» **Written task 1**: Find every line in the entries that contains the word "Return", and copy each of those lines.

» **Document segment**:
African American Genealogy and Spirituality in the U.S.

The earliest known origin of the Gilbert family dates back as far as 1814. It was at that time that George Gilbert, Sr., was born to parents that were slave. It is unknown as to where his exact birth place was. George grew to manhood and married Kelline, an Indian. Slaves were permitted at the time to marry into Indian tribes. This union produced a total of 15 children: George Jr., Wesley, Lawrence, Cornelius, Jonath, Ellis, Lewis, Willie, Cas, Jake and Ben (eleven boys), and (four girls) Alice, Ann, Mandy, and Ida. It was customary during this period for slave families or individual family members to be sold or traded to other slave masters. However, George Sr., and his family escaped the slave trade market and remained together.

Later, George Gilbert Sr., and his family were brought to Texas by the way of Atlanta, Georgia. All available information revealed that George and the family settled in south central Texas, in a town called Bedias. Bedias is located in Grimes county approximately 12 miles south of Madisonville on Texas Highway 90 and 30 miles west of Huntsville. Most of the family members remained and raised families in a surrounding community which was called Salem.

George Gilbert Sr., was a religious man. His spiritual inspiration and good standing in the community led to the formation of Salem A.M.E. Church. The church was attended by family members and other residents. Some of the more senior family members indicted that "due to the rapid growth of the Gilbert families and the need to pass through the Gilberts homestead to reach the community church, that passage way came to be known as Gilbert's Gap.

Dataset records:
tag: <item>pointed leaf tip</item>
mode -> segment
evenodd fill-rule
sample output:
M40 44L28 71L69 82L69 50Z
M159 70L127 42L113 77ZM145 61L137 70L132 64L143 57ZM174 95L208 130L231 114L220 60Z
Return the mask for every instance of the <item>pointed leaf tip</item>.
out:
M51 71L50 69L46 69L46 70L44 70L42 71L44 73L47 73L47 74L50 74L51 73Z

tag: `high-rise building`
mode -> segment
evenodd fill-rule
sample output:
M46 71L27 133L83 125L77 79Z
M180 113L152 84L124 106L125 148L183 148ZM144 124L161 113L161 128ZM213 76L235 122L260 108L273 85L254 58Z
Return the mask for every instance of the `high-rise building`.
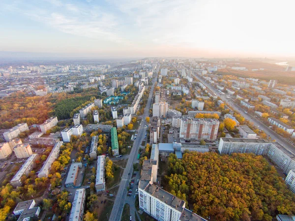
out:
M117 79L113 79L112 80L112 86L114 88L118 87L118 80Z
M77 124L72 128L73 135L81 136L83 133L83 126L82 124Z
M217 119L183 118L179 138L186 140L216 139L219 121Z
M168 104L166 102L155 103L152 105L152 116L166 117L168 111Z
M168 69L167 68L161 69L161 75L162 76L167 76L168 73Z
M17 158L27 158L33 154L29 143L18 144L13 147L13 151Z
M58 117L50 117L47 119L43 124L40 125L40 129L43 133L46 133L48 130L50 130L58 125L59 120Z
M160 103L160 91L156 91L155 93L155 103Z
M0 143L0 159L5 159L12 153L10 146L7 142Z
M269 80L268 82L268 87L274 87L275 84L276 83L276 81L274 80Z
M73 117L73 120L74 121L74 125L78 125L80 124L80 113L75 113L74 114L74 117Z
M61 131L61 137L63 142L70 142L71 136L73 135L72 128L65 128Z
M204 102L193 99L192 100L192 108L197 108L199 110L203 110L204 108Z
M132 77L127 77L125 78L125 82L128 85L133 84L133 78Z
M69 221L82 221L83 220L86 198L86 192L85 188L79 189L76 191Z
M94 120L94 123L99 123L98 111L96 110L93 111L93 119Z
M112 116L113 116L113 119L117 119L118 117L118 113L117 112L117 108L115 107L112 107Z
M106 190L104 165L105 157L104 155L97 157L96 164L96 177L95 178L95 190L96 192L104 191Z

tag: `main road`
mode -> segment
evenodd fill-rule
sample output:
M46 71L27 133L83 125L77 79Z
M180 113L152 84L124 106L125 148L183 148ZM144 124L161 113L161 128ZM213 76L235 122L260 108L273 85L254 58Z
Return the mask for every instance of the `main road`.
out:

» **Written task 2**: Continue the Gilbert family history from the point where it stops.

» **Task output 1**:
Return the mask for every instance of the <item>pointed leaf tip</item>.
Return the mask for every instance of the `high-rise building`.
Return the mask for every instance of the `main road`.

» **Task output 2**:
During this long life span, George Gilbert Sr., remained in good health and excellent physical condition. It was noted that at the age 105, he was still able to walk the long distance to the church and participate in physical activities. It was also at this age that he was attacked by a wild cow and because of his physical condition he was able to wrestle and pin the cow to the ground until help arrived. After the attack, George Sr., slowly weakened and left this life in April 1924 at the age of 107. He was truly a tower of strength and a source of inspiration for all generations of GILBERTS. ( Information collected by John Gilbert Jr., 1994).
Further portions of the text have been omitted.